Type out the data below in its entirety, exactly as given.

....

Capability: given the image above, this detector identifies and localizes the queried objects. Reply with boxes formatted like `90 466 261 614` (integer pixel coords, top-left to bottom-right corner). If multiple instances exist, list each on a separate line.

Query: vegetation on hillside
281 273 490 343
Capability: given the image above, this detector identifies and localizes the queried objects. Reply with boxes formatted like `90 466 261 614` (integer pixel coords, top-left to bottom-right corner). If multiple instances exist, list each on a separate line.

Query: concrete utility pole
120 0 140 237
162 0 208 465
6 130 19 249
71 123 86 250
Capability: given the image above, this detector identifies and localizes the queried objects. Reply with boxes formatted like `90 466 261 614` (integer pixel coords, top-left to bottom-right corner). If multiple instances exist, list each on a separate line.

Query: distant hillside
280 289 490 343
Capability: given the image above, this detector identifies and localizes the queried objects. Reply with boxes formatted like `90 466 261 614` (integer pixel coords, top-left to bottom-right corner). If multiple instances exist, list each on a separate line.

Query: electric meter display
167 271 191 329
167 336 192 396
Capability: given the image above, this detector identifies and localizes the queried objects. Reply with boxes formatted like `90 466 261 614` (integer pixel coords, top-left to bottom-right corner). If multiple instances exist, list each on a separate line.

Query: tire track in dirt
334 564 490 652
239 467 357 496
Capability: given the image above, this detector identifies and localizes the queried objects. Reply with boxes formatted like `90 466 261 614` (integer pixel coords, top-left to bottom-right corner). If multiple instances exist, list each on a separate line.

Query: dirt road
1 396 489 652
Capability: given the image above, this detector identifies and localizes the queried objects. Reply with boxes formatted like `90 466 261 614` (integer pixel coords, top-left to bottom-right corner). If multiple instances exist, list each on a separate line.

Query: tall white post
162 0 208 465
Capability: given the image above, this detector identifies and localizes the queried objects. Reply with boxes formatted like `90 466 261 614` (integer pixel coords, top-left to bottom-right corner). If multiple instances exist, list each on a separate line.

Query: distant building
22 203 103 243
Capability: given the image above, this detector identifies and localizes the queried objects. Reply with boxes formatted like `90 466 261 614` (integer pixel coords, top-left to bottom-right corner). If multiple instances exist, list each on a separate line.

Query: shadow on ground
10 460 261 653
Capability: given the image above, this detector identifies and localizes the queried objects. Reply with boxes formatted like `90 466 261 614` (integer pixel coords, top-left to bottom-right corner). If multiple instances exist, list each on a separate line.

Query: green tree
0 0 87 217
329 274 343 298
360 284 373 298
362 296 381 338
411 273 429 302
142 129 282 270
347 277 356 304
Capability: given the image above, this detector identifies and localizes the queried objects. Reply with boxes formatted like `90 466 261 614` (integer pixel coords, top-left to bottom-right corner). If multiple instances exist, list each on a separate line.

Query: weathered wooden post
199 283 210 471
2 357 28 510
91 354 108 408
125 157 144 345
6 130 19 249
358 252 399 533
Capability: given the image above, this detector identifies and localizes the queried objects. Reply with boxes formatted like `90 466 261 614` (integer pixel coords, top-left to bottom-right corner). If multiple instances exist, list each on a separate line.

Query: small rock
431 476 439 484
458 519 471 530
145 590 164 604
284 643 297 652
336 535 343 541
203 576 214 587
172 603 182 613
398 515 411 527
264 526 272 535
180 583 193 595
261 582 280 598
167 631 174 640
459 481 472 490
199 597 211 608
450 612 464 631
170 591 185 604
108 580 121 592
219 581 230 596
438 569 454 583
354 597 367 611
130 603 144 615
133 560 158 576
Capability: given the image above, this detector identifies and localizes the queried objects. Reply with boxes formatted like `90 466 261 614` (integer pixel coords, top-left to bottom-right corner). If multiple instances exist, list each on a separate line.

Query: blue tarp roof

....

### [Reply to the exercise]
Capability: given the image above, this detector identifies and localizes the queried objects. Reply with boxes formatted like `90 466 261 614` (integer pixel coords, top-left to bottom-right corner). If multiple instances exist, list each on a separate line.

Query: vegetation on hillside
281 273 490 343
Capability: given the image above, this detector identifies and localizes the queried objects. Reply with boxes formatted like `90 466 261 614` (integer pixel coords, top-left to bottom-right corner). If multiple instances exist, list each on a separate line.

Query: concrete utility pole
120 0 140 237
162 0 208 465
6 130 19 249
71 123 86 250
Capability: given the image above, this detector identifies and localizes the queried objects. Reply with boxes formatted like `90 466 261 614` (integer pixel coords, top-left to bottom-right corner). If multiple instances exist, list each on a separate line.

Query: distant hillside
280 289 490 343
Capability: given the image above, this detector identifies and localizes the queried objects. Reply with boxes formatted like `90 466 261 614` (integer pixel coords, top-left to bottom-right corner). If multiple instances exist, list each on a separate line.

Query: electric meter display
167 271 191 329
167 336 192 396
Capability: given the image above, this detector identifies and localizes the queried objects. Reply with boxes formatted like `90 466 261 614` (integer pixel coords, top-left to bottom-right corner). If multiple instances exist, list each on a separate line.

Query: tire track in dirt
334 564 490 652
239 467 357 496
Capability: given the image above, this detector identifies and localizes the queried objects. Reply with boxes formatted like `90 466 261 614` (integer pixel coords, top-left to bottom-right corner). If multiple instances exist, list each on a separate line.

Query: dirt road
1 396 489 652
Capability: given the image above, this detector identifies and localizes the queried objects. Reply with boxes formatted like `90 466 261 614` (integer pixel coords, top-left to bottom-right corner). If multiple instances exist, list each on a separate line.

Query: tall white post
162 0 208 465
Capability: given the image above, this detector identifies and localizes the queried objects. Reply with boxes formatted like `90 466 261 614` (integer pixel coords, top-left to bottom-right corner). If multiple instances exist, list each on a separate line.

Query: distant building
22 203 103 243
Capability: given the image above, this detector identifies and localizes the queried objects. Reply with boxes formatted like `90 466 261 614` (integer pixel coords, top-left to bottom-right corner). If multiple instances exist, list each on a separate line.

Query: shadow on ground
10 460 261 653
Capability: given the image above, this detector identifies and localizes the queried objects. Reply with boxes formatted like `90 466 261 614` (integer pixel coords, top-left to bottom-right corner). If multiple instances exist, list each on a separate line.

Query: green tree
0 0 87 217
329 274 343 298
360 284 373 298
362 296 381 338
411 273 429 302
142 129 282 270
347 277 356 304
Capability: given the image above, this detector identifies and localizes the queried objects. Reply with boxes formatted like `90 466 261 614` (integer pixel coords, top-left to bottom-right corner). If multiple instances exist, list each on a separate line.

Query: weathered wooden post
199 283 210 471
2 357 28 510
91 354 108 408
125 157 144 345
6 130 19 249
358 252 399 533
Capability: given the image above, this detector identifies and localizes the queried objects. Reply with boxes formatted like `90 466 261 614` (integer pixel coords, top-left to bottom-right corner). If multiple instances exist, list each on a separate line.

Query: small rock
431 476 439 484
458 519 471 530
145 590 164 604
284 643 297 652
336 535 343 541
203 576 214 587
172 603 182 613
398 515 411 527
264 526 272 535
180 583 193 595
261 582 280 598
167 631 174 640
459 481 472 490
199 597 211 608
450 612 464 631
170 591 185 604
108 580 121 592
219 581 230 596
438 569 454 583
354 597 367 611
130 603 144 615
133 560 158 576
Capability: given the image above, this detector identifies and localizes the queried objects. Reply with boxes formatted like `90 466 261 614` (integer pixel coords, top-left to bottom-right corner). If multiple instances exist, list each on a separate line.

Query: blue tarp roof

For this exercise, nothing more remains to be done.